**Exercise requirements**
1. Answer these questions using the passage on Rome's decline, giving each answer on its own line with the same letter:
(a) According to the passage, what happened to Persia?
(b) What does the passage say supplanted the ideals of the Republic?
(c) To what were Roman arches dedicated, according to the passage?
2. Extend the passage on Rome's decline, picking up after its final sentence.

**Excerpt provided**
= Beginning of Section =
We remember the demise of ancient Greek culture as one of absorption; of a moderately prosperous collection of city-states gradually coalescing and being anticlimactically appropriated by Rome.
Persia was repulsed.
Rome infected and consumed.
Rome fell. It was not conquered. The Gauls put it out of its misery, but by the time Rome was sacked there was not much of human value to claim. The ideals of the Republic, such as they were, had been supplanted by mindless imperial growth. Why fight so long for Britain? Why cling to Jerusalem? What was important to them? Why this insatiable thirst for land?
(the metaphor is mixed ironically)
There is little doubt that Rome produced great art-in the style of the Greeks-but what remains? Exquisite busts of dead fascists. Arches dedicated to violence and conquest. In the waning years, temples to a god that would inspire wars for at least a millennium.
(plenty of time remains)
What subversive Roman art remains? Where are the questions? Where is the self-examination, both private and public?
If it existed, it was ground into dust and blown into the winds of time and memory.
= End of Section =
**Exercise data**
= Beginning of Section =
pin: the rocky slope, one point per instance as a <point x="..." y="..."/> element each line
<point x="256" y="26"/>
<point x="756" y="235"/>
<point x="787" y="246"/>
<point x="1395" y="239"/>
= End of Section =
**Answers to the tasks**
1.
(a) Persia was repulsed.
(b) Mindless imperial growth supplanted them.
(c) They were dedicated to violence and conquest.

2.
This is Rome’s true fall: That for its wealth, megalomaniacal square footage, strength and violence, it gave us nothing but sturdy foundations for ignorance, gluttony and belligerence.
Thank you, Rome, for institutionalized violence so popular a word had to be invented to describe the hallways that were so clogged with humanity they seemed to be vomiting people.
Thank you for the word decimate, as well.
Thank you for satire, without which we could not survive your steady reflection in our history books.
We miss this lesson at our peril. We can no longer suffer under the mass of our apathy. We must look honestly at ourselves.
Plato tells us that Socrates said the unexamined life is not worth living. An unexamined culture is not worth saving.